◆ **Exercise tasks**
• a. Answer these questions from the Playtika article below, one per line:
(i) What price per share has Joffre agreed to pay for its stake in Playtika?
(ii) In which country does Playtika run a large development office?
(iii) Which Apple policy made new user acquisition more difficult?
• b. Please reproduce word for word the part of the Playtika article starting at "Mobile games are" and ending at "demand tracking income.".

◆ **Document excerpt**

=== Begin Enclosure ===

Playtika sells controlling stake: is mobile gaming undervalued?

Axios reports that Joffre, a tech-focused buyout fund, has agreed to acquire a controlling stake in mobile games publisher Playtika for $21 per share, representing a 46% premium on Playtika’s close price yesterday. This news is not altogether surprising given that Playtika announced back in February that it was exploring a potential sale, among other possible strategic options. Playtika, which is headquartered in Israel, went public in January of last year with a debut share price of $27, valuing the company at more than $11BN. The company’s shares closed at $14.53 last Friday but had traded as low as $11.57 within the last 90 days. Playtika’s share price rose more than 30% in after-hours trading on news of the transaction. Edit: other outlets are now reporting that Joffre will take a 20% controlling stake, not a majority stake as Axios reported. This article has been edited to reflect that.

Playtika’s share price fell precipitously after the company reported Q3 2021 earnings in October and has trended downward ever since. This decline is likely due to perceived pressures on the firm’s growth resulting from Apple’s App Tracking Transparency (ATT) privacy policy, which rendered new user acquisition more difficult. But perhaps more acutely painful for Playtika was ATT’s impact on re-engagement campaigns, or ad campaigns designed to reactive lapsed or inactive users. Playtika’s legacy catalog of social casino games features a deep well of dormant players; Playtika is generally seen as one of the industry’s leading performance marketing operators and has highlighted the prominent role that re-engagement campaigns (sometimes referred to as “retargeting”) play in its success, going so far as to specifically emphasize the power of retargeting campaigns in its S1. (I outline the strategy behind retargeting campaigns in this post.)

But re-engagement campaigns rely on targeting devices via their advertising identifiers and are therefore mostly non-viable on iOS in the post-ATT environment. Further, Playtika runs a large development office in Ukraine that has obviously been impacted by the ongoing war there, and general economic weakness has created frictions across the entirety of consumer tech. Playtika announced layoffs across a number of its global studios earlier this month.

As I detail in Surviving the mobile marketing winter, the confluence of ATT, a COVID overhang that confounds advertising campaign targeting and bid models, and economic softness has engendered potent headwinds for mobile marketers. And because mobile gaming largely didn’t exist during the 2008 global financial crisis, no historical prototype exists for the well-being of the category in a recession. As I write in What happens to free-to-play mobile gaming during a recession?:

Mobile games are mostly free: they are the ultimate discount entertainment. But my belief is that, while free-to-play games may also serve as a substitute good — to all forms of entertainment, including traditional console video games — the digital products purchased via IAPs in free-to-play games need to be classified independently from the games in which they exist. The decision a consumer makes to download a free game is totally separate from the decision they make to purchase a digital good in that game. Putting aside design factors (“pay to win,” etc.), it’s tautologically true that free-to-play games can be played for free, and so IAPs have to be seen as luxury goods: characterized by desire and convenience, with demand tracking income.

=== End Enclosure ===

◆ **Data to examine**
=== Begin Enclosure ===

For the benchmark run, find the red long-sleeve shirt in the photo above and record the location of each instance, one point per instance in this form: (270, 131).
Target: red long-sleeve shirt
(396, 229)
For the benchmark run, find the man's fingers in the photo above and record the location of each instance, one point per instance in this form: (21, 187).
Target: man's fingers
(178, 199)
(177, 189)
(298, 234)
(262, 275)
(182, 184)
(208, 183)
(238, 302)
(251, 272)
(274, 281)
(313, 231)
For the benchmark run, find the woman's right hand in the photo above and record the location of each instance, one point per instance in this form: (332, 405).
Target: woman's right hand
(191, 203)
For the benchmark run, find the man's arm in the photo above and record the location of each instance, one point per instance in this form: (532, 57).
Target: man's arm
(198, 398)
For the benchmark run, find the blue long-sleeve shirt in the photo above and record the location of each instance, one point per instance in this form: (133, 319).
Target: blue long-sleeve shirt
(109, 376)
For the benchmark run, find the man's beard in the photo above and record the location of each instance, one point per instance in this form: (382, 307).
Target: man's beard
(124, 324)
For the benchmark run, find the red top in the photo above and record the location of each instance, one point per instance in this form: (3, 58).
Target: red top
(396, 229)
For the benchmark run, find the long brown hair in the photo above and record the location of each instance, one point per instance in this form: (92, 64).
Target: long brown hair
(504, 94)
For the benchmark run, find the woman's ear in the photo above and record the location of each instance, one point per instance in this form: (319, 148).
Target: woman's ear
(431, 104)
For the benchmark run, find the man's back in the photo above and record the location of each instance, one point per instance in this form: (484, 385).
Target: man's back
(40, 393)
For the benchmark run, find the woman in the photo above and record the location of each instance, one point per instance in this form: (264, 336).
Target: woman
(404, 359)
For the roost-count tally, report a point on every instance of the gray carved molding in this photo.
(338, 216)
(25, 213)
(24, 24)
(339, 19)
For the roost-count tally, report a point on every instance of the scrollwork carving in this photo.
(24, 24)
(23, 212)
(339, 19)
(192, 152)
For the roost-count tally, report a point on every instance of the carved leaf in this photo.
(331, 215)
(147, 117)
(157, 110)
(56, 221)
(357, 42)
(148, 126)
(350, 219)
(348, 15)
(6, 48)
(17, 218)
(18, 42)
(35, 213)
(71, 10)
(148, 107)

=== End Enclosure ===

◆ **Exercise answers**
• a.
(i) $21 per share
(ii) Ukraine
(iii) App Tracking Transparency (ATT)

• b.
Mobile games are mostly free: they are the ultimate discount entertainment. But my belief is that, while free-to-play games may also serve as a substitute good — to all forms of entertainment, including traditional console video games — the digital products purchased via IAPs in free-to-play games need to be classified independently from the games in which they exist. The decision a consumer makes to download a free game is totally separate from the decision they make to purchase a digital good in that game. Putting aside design factors (“pay to win,” etc.), it’s tautologically true that free-to-play games can be played for free, and so IAPs have to be seen as luxury goods: characterized by desire and convenience, with demand tracking income.